(Directions for this task)
According to the Terraform Operator integration guide below, how many providers does Terraform support?

(Passage shown)
Skip to content

Terraform Operator Integration Guide

Multi-Tenancy Example

This guide uses Multi-Tenancy (SaaS application with multiple customers/nodes) as an example, which is the most common use case for Lynq. The pattern shown here can be adapted for any database-driven infrastructure automation scenario.

This guide shows how to integrate Lynq with Terraform Operator for provisioning external cloud resources (AWS, GCP, Azure) per node.

Overview

Terraform Operator allows you to manage Terraform resources as Kubernetes Custom Resources. When integrated with Lynq, each node can automatically provision any infrastructure resource that Terraform supports - from cloud services to on-premises systems.

Key Benefits

Universal Resource Provisioning: Terraform supports 3,000+ providers, enabling you to provision virtually any infrastructure:

  • ☁️ Cloud Resources: AWS, GCP, Azure, DigitalOcean, Alibaba Cloud
  • 📦 Databases: PostgreSQL, MySQL, MongoDB, Cassandra, DynamoDB
  • 📬 Messaging Systems: Kafka, RabbitMQ, Pulsar, ActiveMQ, AWS SQS/SNS
  • 🔍 Search & Analytics: Elasticsearch, OpenSearch, Splunk
  • 🗄️ Caching: Redis, Memcached, AWS ElastiCache
  • 🌐 DNS & CDN: Route53, Cloudflare, Akamai, Fastly
  • 🔐 Security: Vault, Auth0, Keycloak, AWS IAM
  • 📊 Monitoring: Datadog, New Relic, PagerDuty
  • 🏢 On-Premises: VMware vSphere, Proxmox, Bare Metal

Automatic Lifecycle Management:

  • Provisioning: Resources created when node is activated (activate=1)

(Data supplied)

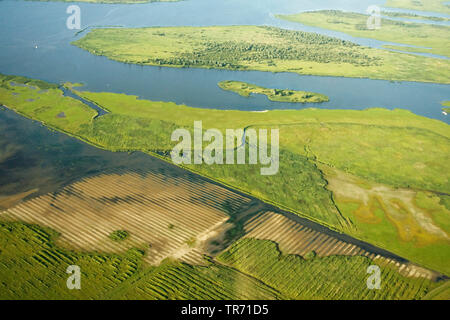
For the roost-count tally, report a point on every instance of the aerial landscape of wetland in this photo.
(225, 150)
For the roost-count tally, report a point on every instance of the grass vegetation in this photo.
* * *
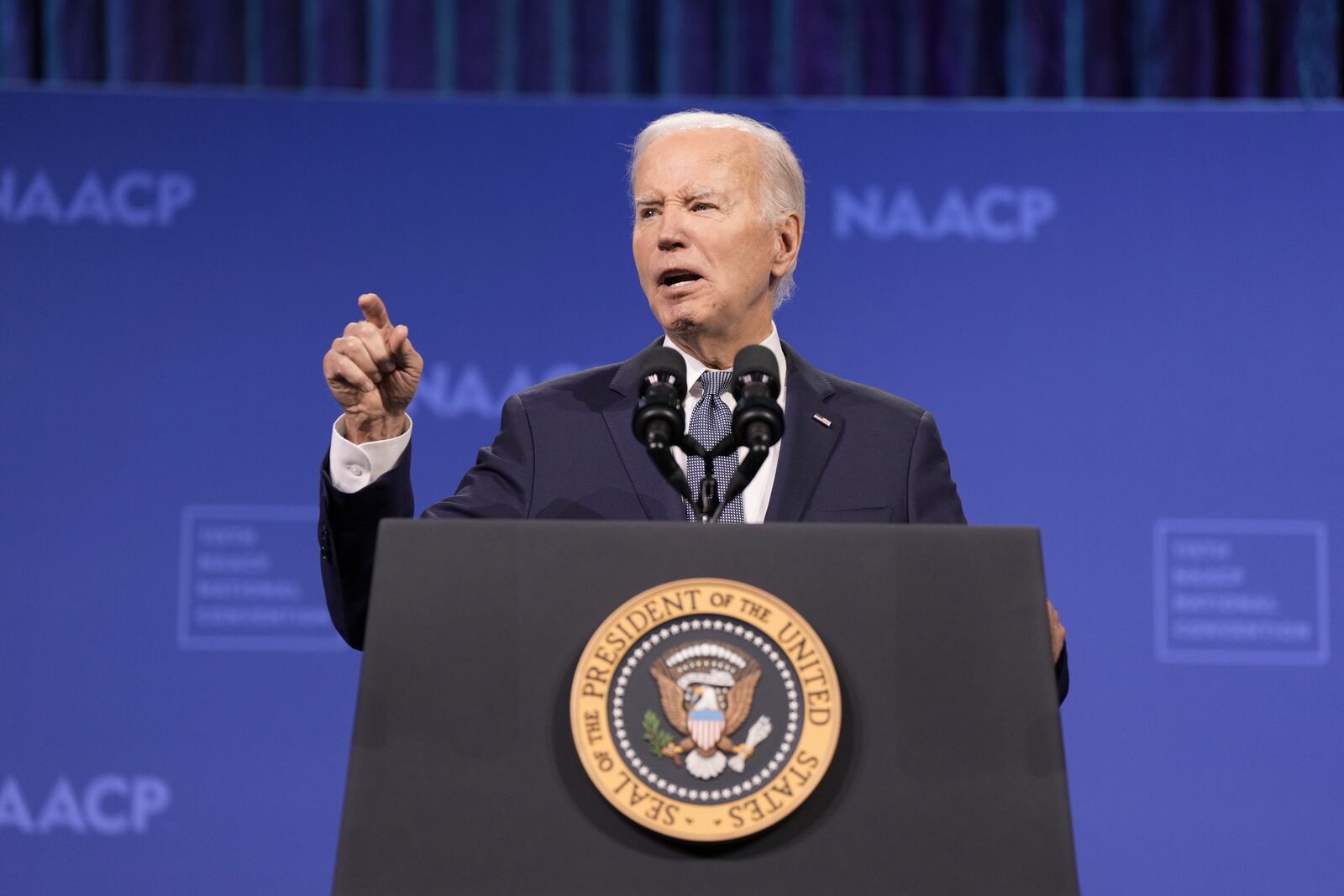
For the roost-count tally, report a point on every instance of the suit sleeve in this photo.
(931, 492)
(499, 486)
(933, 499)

(Written reply)
More than 3,000 providers.